Saved entries:
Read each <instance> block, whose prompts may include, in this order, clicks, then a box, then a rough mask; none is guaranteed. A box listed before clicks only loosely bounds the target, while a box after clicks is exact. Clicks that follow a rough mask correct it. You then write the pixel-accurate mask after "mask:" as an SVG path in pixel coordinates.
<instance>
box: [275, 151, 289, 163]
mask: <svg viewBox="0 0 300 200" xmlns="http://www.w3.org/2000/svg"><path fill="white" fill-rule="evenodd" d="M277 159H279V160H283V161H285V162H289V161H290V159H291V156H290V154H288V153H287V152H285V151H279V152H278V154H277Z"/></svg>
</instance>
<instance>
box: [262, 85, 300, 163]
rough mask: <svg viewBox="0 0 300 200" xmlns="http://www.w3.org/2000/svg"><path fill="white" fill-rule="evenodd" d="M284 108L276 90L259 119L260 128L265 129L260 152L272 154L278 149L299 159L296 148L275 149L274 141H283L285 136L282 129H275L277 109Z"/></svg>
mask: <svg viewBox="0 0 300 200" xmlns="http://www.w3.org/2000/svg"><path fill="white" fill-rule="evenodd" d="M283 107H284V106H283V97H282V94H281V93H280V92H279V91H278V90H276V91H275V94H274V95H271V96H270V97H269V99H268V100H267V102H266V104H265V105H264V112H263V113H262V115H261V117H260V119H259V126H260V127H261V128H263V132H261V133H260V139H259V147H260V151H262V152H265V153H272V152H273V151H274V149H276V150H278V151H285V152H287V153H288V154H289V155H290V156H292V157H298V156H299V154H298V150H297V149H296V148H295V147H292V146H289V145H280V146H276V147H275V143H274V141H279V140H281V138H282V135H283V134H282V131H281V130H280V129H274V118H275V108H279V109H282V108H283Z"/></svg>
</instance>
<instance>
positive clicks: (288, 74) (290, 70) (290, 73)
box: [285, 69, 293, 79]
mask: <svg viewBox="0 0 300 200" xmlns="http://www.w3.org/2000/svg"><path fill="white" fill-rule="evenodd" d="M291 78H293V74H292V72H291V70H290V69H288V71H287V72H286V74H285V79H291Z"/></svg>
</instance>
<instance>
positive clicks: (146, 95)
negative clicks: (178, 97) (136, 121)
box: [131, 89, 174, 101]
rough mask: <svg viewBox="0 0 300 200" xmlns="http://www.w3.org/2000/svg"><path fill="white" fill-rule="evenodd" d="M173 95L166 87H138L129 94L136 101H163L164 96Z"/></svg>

Work to be completed: Within the records, how many lines include "positive"? The answer is the number and nothing else.

Task response: 2